*** 原文
グアテマラのリベンジおばちゃん
初めてスペイン語圏へ行ったのは、96年のこと。中米は未体験ゾーンだったことと、ガイドブックで『グアテマラの古都アンティグアには旅行者向けのスペイン語学校が多く、ホームステイもできる』とあったので、生きていくために必要不可欠な単語「セルベッサ」(ビール)だけを覚えて、入国した。
到着初日に財布をスラれガックリだったが、すぐ立ち直り、2日目には週20時間45USドル(当時のレートで約5500円)の語学学校を見つけた。マンツーマンレッスンで1時間300円弱は日本では考えられない安さだ。学校の紹介でホームステイ先もすぐに決められた。3食付き週40USドルの滞在先は平屋建ての4LDK。3部屋を学生に貸しており、私はシャワー室を改造したらしい細長い部屋を与えられた。ベッドと机だけだったが、居心地は悪くなかった。残る1部屋は52歳になるロメリアおばちゃんの寝室だ。

一応、家人はこのおばちゃん一人だった。学生の食事の世話から買い出し、家の掃除、近所に住む孫5人の子守に彼らの洗濯、ご近所づきあい、言葉が通じず無口になっている私の相手までしてくれた。
******
→ 課題 A: 原文で、ホームステイ先で筆者にあてがわれたのはどんな部屋か。
*** データ内容
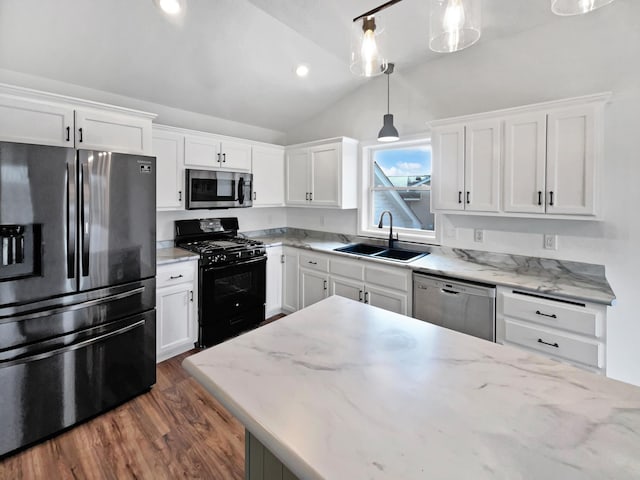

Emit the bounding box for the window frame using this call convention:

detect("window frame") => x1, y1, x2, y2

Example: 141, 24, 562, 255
358, 134, 439, 245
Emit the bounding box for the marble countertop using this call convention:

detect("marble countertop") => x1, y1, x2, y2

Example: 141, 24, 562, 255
183, 296, 640, 480
252, 234, 616, 305
156, 247, 200, 265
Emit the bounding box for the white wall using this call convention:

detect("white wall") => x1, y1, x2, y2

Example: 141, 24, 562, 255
******
→ 課題 B: 上のデータ内容の行をすべて、一字一句変えずに抜き出してください。画像は含めないこと。

→ 解答 A: シャワー室を改造したらしい細長い部屋。

→ 解答 B:
Emit the bounding box for the window frame using this call convention:

detect("window frame") => x1, y1, x2, y2

Example: 141, 24, 562, 255
358, 134, 439, 245
Emit the bounding box for the marble countertop using this call convention:

detect("marble countertop") => x1, y1, x2, y2

Example: 141, 24, 562, 255
183, 296, 640, 480
252, 234, 616, 305
156, 247, 200, 265
Emit the bounding box for the white wall using this call convention:

detect("white wall") => x1, y1, x2, y2

Example: 141, 24, 562, 255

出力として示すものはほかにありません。